■ WHAT NEEDS TO BE DONE
Reproduce every line below, requests included, but increase each x and y coordinate in the answers by 45. Omit the pictures from your output.

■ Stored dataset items

○ ○ ○

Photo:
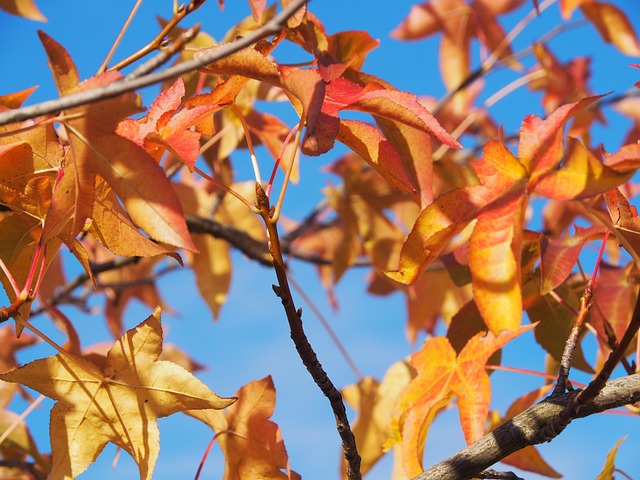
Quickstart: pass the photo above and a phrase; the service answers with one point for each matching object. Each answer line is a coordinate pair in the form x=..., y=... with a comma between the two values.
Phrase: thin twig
x=522, y=430
x=304, y=348
x=585, y=397
x=158, y=41
x=275, y=25
x=327, y=326
x=573, y=340
x=495, y=475
x=165, y=54
x=118, y=39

○ ○ ○

■ TASK RESULT
Photo:
Quickstart: pass the photo above and a phrase; the service answers with one point for each matching object. Each answer line is a coordinate pair in the form x=..., y=... with a comma between the two values.
Phrase: thin twig
x=567, y=475
x=349, y=393
x=630, y=442
x=203, y=86
x=320, y=70
x=372, y=371
x=618, y=385
x=540, y=520
x=210, y=99
x=163, y=84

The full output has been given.